Copy out the listing beneath, missing nothing.
▼
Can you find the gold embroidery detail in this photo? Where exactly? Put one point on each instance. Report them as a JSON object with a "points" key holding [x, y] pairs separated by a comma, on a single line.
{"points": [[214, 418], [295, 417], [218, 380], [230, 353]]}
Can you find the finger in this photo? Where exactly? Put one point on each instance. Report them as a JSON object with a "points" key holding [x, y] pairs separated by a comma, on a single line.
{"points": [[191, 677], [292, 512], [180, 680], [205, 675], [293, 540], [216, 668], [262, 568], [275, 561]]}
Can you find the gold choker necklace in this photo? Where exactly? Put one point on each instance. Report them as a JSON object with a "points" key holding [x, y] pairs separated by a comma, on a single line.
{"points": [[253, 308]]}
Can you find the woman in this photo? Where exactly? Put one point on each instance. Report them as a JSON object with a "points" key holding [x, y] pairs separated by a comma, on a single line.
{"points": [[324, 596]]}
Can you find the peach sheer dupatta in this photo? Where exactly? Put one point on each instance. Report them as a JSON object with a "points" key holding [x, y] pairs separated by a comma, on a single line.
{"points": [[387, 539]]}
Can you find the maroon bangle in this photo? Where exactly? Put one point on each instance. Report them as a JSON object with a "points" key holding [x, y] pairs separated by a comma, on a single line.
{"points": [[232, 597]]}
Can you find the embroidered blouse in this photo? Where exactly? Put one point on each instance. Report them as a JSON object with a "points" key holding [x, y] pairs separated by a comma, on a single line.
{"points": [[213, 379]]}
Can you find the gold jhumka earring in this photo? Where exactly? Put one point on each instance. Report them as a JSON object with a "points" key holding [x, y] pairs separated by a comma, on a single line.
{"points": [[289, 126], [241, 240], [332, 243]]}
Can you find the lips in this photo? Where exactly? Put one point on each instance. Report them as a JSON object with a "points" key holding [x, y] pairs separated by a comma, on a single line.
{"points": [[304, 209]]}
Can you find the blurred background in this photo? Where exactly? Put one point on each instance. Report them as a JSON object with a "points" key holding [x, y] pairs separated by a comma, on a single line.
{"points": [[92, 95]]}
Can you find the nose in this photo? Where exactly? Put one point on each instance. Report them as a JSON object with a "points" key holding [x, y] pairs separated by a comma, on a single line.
▲
Written solution:
Can you find the gold embroidery detail in this photo? Where exactly? Put one point on each instance. Report them as a JSON object with a "points" key holding [x, y] pairs separated by a comma, on a single line.
{"points": [[214, 418], [295, 417], [218, 380], [230, 353]]}
Can you find the finger in this photo? Where exactly? Put one point on each instance. Report them as a JSON object with a "points" key holding [x, y] pairs separated by a comma, on a single line.
{"points": [[191, 677], [292, 512], [180, 680], [205, 675], [293, 540], [216, 668], [262, 568], [275, 561]]}
Can you find the gold choker necklace in this photo? Where exactly? Put one point on each instance. Report them as a JSON object with a "points" key holding [x, y] pairs separated by a comma, on a single line.
{"points": [[253, 308]]}
Can you find the woman in this photo? Where exactly? Put one point on each instance. Report them as a JSON object with a "points" key holding [x, y] pairs separated by a comma, on a single line.
{"points": [[324, 596]]}
Can you find the peach sheer dupatta in this photo? Where exactly? Put one point on each instance. Report them as a JSON object with a "points" key holding [x, y] pairs separated by a comma, on a single line.
{"points": [[387, 539]]}
Can you find the maroon bangle in this photo? Where exactly? Put one point on each instance. Report them as a JSON object with a "points" key holding [x, y] pairs separated by a comma, on a single line.
{"points": [[232, 597]]}
Can you find the embroidered blouse in this photo? Where exactly? Put one point on each instance. Report them as a JSON object with a "points" key holding [x, y] pairs separated by a comma, on a single line.
{"points": [[213, 379]]}
Can you find the gold jhumka earring in this photo? Where exactly? Put one point on each instance. Report them as a JSON object with a "points" key holding [x, y] pairs separated by a comma, on a single line.
{"points": [[289, 126], [241, 240], [332, 243]]}
Can you find the lips in this photo? Where exactly? Put one point on each instance. Report them as a JSON object with a "points" key holding [x, y] pairs separated by a comma, on a single line.
{"points": [[304, 209]]}
Can you find the blurred background in this photo? Where exactly? Put one point on each instance. Report them as a JSON object with a "points" key holding [x, y] pairs separated by a comma, on a single line.
{"points": [[92, 95]]}
Can you find the nose in this photo? Where exactly? Put one point on each instance. Report them as a JSON object with a "points" key holding [x, y] pairs separated by a comma, on a single line.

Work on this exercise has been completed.